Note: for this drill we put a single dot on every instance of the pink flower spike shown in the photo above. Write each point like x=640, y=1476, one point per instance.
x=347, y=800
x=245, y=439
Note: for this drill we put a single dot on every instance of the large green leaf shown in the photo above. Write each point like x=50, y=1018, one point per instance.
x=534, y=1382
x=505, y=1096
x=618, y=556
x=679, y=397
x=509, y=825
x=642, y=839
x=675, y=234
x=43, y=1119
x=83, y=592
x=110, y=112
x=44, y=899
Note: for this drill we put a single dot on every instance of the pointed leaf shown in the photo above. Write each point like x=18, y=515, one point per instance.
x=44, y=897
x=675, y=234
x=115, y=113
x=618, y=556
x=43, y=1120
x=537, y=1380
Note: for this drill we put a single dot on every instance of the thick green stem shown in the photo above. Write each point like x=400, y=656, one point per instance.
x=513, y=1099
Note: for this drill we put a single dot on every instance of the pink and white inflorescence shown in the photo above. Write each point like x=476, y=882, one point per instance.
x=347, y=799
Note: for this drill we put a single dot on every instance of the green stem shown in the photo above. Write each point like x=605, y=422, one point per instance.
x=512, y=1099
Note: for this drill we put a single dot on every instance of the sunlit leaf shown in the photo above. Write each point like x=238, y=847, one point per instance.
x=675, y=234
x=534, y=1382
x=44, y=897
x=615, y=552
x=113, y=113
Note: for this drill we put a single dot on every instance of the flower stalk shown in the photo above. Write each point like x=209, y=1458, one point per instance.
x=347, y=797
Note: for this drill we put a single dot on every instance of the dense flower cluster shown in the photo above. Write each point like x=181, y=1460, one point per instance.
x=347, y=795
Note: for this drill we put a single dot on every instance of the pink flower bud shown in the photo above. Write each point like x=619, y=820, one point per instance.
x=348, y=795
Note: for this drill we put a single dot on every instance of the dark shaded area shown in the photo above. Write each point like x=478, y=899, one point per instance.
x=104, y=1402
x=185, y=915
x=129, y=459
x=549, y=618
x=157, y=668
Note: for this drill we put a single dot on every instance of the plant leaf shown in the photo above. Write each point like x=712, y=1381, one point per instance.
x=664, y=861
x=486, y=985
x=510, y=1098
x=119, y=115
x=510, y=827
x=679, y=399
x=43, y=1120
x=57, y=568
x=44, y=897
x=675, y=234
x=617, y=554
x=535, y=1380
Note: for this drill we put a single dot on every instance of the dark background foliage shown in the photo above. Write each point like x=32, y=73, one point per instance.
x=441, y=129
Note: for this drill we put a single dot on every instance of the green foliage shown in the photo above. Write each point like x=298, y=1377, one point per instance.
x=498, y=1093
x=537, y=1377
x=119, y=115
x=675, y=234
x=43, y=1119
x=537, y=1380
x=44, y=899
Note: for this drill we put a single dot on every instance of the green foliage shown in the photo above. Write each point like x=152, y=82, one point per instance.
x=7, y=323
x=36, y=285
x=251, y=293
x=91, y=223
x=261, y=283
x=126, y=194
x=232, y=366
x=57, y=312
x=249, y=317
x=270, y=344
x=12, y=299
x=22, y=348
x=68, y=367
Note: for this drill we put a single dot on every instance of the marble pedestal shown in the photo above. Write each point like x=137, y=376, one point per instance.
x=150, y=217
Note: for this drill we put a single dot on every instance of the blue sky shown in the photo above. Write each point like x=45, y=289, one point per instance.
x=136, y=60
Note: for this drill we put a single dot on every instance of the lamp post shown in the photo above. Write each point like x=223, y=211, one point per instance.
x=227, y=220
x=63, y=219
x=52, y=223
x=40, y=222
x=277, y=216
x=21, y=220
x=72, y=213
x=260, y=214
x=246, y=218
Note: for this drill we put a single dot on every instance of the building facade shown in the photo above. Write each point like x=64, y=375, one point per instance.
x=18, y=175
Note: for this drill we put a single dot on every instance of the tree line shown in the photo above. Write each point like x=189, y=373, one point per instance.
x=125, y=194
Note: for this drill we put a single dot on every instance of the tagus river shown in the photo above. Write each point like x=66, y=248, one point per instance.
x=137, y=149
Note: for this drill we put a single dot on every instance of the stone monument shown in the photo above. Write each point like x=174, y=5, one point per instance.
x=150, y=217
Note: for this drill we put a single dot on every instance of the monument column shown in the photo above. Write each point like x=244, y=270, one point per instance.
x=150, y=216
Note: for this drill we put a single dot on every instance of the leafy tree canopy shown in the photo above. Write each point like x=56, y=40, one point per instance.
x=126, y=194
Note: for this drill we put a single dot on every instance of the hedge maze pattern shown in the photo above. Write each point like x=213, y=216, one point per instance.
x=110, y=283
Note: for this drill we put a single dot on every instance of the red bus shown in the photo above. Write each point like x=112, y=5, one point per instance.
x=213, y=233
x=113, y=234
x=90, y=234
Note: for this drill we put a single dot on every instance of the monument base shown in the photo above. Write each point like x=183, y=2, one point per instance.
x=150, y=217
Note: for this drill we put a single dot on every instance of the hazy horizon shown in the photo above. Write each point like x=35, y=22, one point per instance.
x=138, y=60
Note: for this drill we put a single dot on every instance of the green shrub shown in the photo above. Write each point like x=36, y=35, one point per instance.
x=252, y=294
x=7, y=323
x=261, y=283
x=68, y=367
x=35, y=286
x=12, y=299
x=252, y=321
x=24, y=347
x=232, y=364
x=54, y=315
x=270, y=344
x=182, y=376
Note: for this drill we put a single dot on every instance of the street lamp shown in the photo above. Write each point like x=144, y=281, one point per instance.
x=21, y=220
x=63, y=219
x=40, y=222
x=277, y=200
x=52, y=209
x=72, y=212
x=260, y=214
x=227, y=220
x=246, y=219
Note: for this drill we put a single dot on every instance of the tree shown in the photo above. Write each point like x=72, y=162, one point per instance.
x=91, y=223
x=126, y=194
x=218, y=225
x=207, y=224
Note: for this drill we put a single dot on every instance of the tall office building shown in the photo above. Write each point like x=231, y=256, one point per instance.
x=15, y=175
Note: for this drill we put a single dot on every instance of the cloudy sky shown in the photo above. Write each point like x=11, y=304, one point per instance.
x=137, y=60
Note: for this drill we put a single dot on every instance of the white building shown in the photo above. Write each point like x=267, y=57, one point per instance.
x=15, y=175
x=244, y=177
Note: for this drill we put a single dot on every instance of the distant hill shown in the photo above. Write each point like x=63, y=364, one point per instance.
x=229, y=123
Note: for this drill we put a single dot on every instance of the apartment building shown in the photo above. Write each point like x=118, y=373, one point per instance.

**Exercise**
Put each line of the entries above into a Markdown table with the columns Row and Line, numbering the rows in order and skipping any blank lines.

**Reply**
| Row | Line |
|---|---|
| 1 | Note: for this drill we put a single dot on every instance of the pink flower spike shown in the photo above. Write each point like x=640, y=1476, one point per instance. |
| 2 | x=347, y=800 |
| 3 | x=245, y=439 |
| 4 | Note: for this drill we put a single dot on every instance of the large green leaf shown in the photo above. Write each point like x=50, y=1018, one point per instance. |
| 5 | x=534, y=1382 |
| 6 | x=505, y=1096 |
| 7 | x=618, y=556 |
| 8 | x=679, y=397 |
| 9 | x=509, y=825 |
| 10 | x=642, y=839 |
| 11 | x=675, y=234 |
| 12 | x=43, y=1119 |
| 13 | x=83, y=592 |
| 14 | x=110, y=112 |
| 15 | x=44, y=899 |
| 16 | Note: for this drill we put a single dot on every instance of the pointed leaf shown in the photo above. Write each point like x=18, y=515, one point per instance. |
| 17 | x=44, y=897 |
| 18 | x=675, y=234 |
| 19 | x=115, y=113 |
| 20 | x=618, y=556 |
| 21 | x=43, y=1120 |
| 22 | x=537, y=1380 |
| 23 | Note: for this drill we put a single dot on every instance of the thick green stem shown in the photo above. Write each point like x=400, y=656, one point per instance. |
| 24 | x=513, y=1099 |
| 25 | Note: for this drill we put a single dot on every instance of the pink and white inflorescence shown in the photo above. Write each point like x=476, y=882, one point per instance. |
| 26 | x=347, y=799 |
| 27 | Note: for this drill we put a single dot on every instance of the green stem shown in the photo above. Write each point like x=605, y=422, one point per instance. |
| 28 | x=512, y=1099 |
| 29 | Note: for this drill we put a single dot on every instance of the sunlit leaf shown in the photo above. Write each point like x=238, y=847, one point per instance. |
| 30 | x=675, y=234 |
| 31 | x=534, y=1382 |
| 32 | x=44, y=897 |
| 33 | x=615, y=552 |
| 34 | x=113, y=113 |
| 35 | Note: for this drill we put a single dot on every instance of the flower stalk shown in the photo above. Write each point like x=209, y=1458, one point per instance. |
| 36 | x=347, y=797 |
| 37 | Note: for this drill we put a single dot on every instance of the dense flower cluster shown in the photo above. Write each point like x=181, y=1460, one point per instance. |
| 38 | x=347, y=795 |
| 39 | Note: for this drill we put a single dot on every instance of the pink flower bud shown in the photo above. Write each point like x=619, y=820, one point per instance. |
| 40 | x=348, y=795 |
| 41 | Note: for this drill we put a single dot on every instance of the dark shaded area shown in the photo above. Write each point like x=478, y=899, one point per instance. |
| 42 | x=104, y=1402 |
| 43 | x=185, y=915 |
| 44 | x=129, y=459 |
| 45 | x=549, y=618 |
| 46 | x=157, y=668 |
| 47 | Note: for this drill we put a single dot on every instance of the plant leaf shown in the photo above. Write each point like x=712, y=1381, one point per instance. |
| 48 | x=664, y=861 |
| 49 | x=486, y=985 |
| 50 | x=510, y=1098 |
| 51 | x=119, y=115 |
| 52 | x=510, y=827 |
| 53 | x=679, y=399 |
| 54 | x=43, y=1120 |
| 55 | x=57, y=568 |
| 56 | x=44, y=897 |
| 57 | x=675, y=234 |
| 58 | x=617, y=554 |
| 59 | x=535, y=1380 |
| 60 | Note: for this drill we put a single dot on every instance of the dark background foliage shown in the photo above. Write each point like x=32, y=73, one point per instance. |
| 61 | x=441, y=129 |
| 62 | Note: for this drill we put a single dot on every instance of the green foliage shown in the photo above. Write each point like x=298, y=1377, one point per instance. |
| 63 | x=498, y=1093 |
| 64 | x=537, y=1377 |
| 65 | x=119, y=115 |
| 66 | x=675, y=234 |
| 67 | x=43, y=1119 |
| 68 | x=537, y=1380 |
| 69 | x=44, y=899 |
| 70 | Note: for this drill we put a single dot on every instance of the green foliage shown in the photo above. Write each point like x=152, y=82, one point per instance. |
| 71 | x=7, y=323 |
| 72 | x=36, y=285 |
| 73 | x=251, y=293 |
| 74 | x=91, y=223 |
| 75 | x=261, y=283 |
| 76 | x=126, y=194 |
| 77 | x=232, y=366 |
| 78 | x=57, y=312 |
| 79 | x=249, y=317 |
| 80 | x=270, y=344 |
| 81 | x=12, y=299 |
| 82 | x=22, y=348 |
| 83 | x=68, y=367 |
| 84 | Note: for this drill we put a single dot on every instance of the marble pedestal shown in the photo above. Write each point like x=137, y=376, one point per instance. |
| 85 | x=150, y=217 |
| 86 | Note: for this drill we put a single dot on every instance of the blue sky shown in the photo above. Write each point like x=45, y=289, one point per instance. |
| 87 | x=136, y=60 |
| 88 | Note: for this drill we put a single dot on every instance of the lamp post shown in the photo above. Write each point like x=223, y=211, one point per instance. |
| 89 | x=227, y=220 |
| 90 | x=63, y=219 |
| 91 | x=52, y=223 |
| 92 | x=40, y=222 |
| 93 | x=277, y=216 |
| 94 | x=21, y=220 |
| 95 | x=72, y=213 |
| 96 | x=260, y=214 |
| 97 | x=246, y=218 |
| 98 | Note: for this drill we put a single dot on every instance of the building facade shown in the photo above. Write each point like x=64, y=375, one point per instance. |
| 99 | x=18, y=175 |
| 100 | Note: for this drill we put a single dot on every instance of the tree line shown in the photo above. Write each point like x=189, y=373, one point per instance. |
| 101 | x=125, y=194 |
| 102 | Note: for this drill we put a single dot on every instance of the tagus river shown in the photo above. Write each point like x=66, y=248, one point per instance. |
| 103 | x=137, y=149 |
| 104 | Note: for this drill we put a single dot on every instance of the stone monument shown in the photo above. Write each point like x=174, y=5, one point per instance. |
| 105 | x=150, y=217 |
| 106 | Note: for this drill we put a single dot on every instance of the monument column shown in the photo above. Write each point like x=244, y=270, one point per instance. |
| 107 | x=150, y=216 |
| 108 | Note: for this drill we put a single dot on every instance of the leafy tree canopy shown in the photo above. Write each point like x=56, y=40, one point per instance. |
| 109 | x=126, y=194 |
| 110 | Note: for this drill we put a single dot on every instance of the hedge maze pattern shown in the photo above. Write each point like x=213, y=216, one point per instance. |
| 111 | x=110, y=283 |
| 112 | Note: for this drill we put a single dot on every instance of the red bus shown in the photo above. Write each point like x=112, y=5, one point per instance. |
| 113 | x=213, y=233 |
| 114 | x=113, y=234 |
| 115 | x=90, y=234 |
| 116 | Note: for this drill we put a single dot on every instance of the monument base shown in the photo above. Write each point like x=183, y=2, one point per instance. |
| 117 | x=150, y=217 |
| 118 | Note: for this drill we put a single dot on every instance of the hazy horizon shown in the photo above. Write each point like x=35, y=22, one point per instance. |
| 119 | x=138, y=60 |
| 120 | Note: for this drill we put a single dot on every instance of the green shrub shown in the photo above. Write each point like x=36, y=35, one point per instance. |
| 121 | x=252, y=294 |
| 122 | x=7, y=323 |
| 123 | x=261, y=283 |
| 124 | x=68, y=367 |
| 125 | x=35, y=286 |
| 126 | x=12, y=299 |
| 127 | x=252, y=321 |
| 128 | x=24, y=347 |
| 129 | x=232, y=364 |
| 130 | x=54, y=315 |
| 131 | x=270, y=344 |
| 132 | x=182, y=376 |
| 133 | Note: for this drill we put a single dot on every instance of the street lamp shown in the photo above. Write each point like x=144, y=281, one point per instance. |
| 134 | x=21, y=220 |
| 135 | x=63, y=219 |
| 136 | x=40, y=222 |
| 137 | x=277, y=200 |
| 138 | x=52, y=209 |
| 139 | x=72, y=212 |
| 140 | x=260, y=214 |
| 141 | x=227, y=220 |
| 142 | x=246, y=219 |
| 143 | Note: for this drill we put a single dot on every instance of the tree shown in the photo above. Write each point like x=72, y=162, one point per instance. |
| 144 | x=91, y=223 |
| 145 | x=126, y=194 |
| 146 | x=218, y=225 |
| 147 | x=207, y=224 |
| 148 | Note: for this drill we put a single dot on every instance of the tall office building shown in the photo above. Write each point like x=231, y=256, one point per instance. |
| 149 | x=15, y=175 |
| 150 | Note: for this drill we put a single dot on every instance of the cloudy sky shown in the photo above. Write each point like x=11, y=304, one point per instance. |
| 151 | x=137, y=60 |
| 152 | Note: for this drill we put a single dot on every instance of the white building shown in the photo above. Write each point like x=267, y=57, one point per instance. |
| 153 | x=15, y=175 |
| 154 | x=244, y=177 |
| 155 | Note: for this drill we put a single dot on every instance of the distant hill shown in the photo above. Write each point like x=63, y=364, one point per instance. |
| 156 | x=229, y=123 |
| 157 | Note: for this drill we put a single dot on every instance of the apartment building shown in the photo above. Write each point like x=118, y=373, one point per instance. |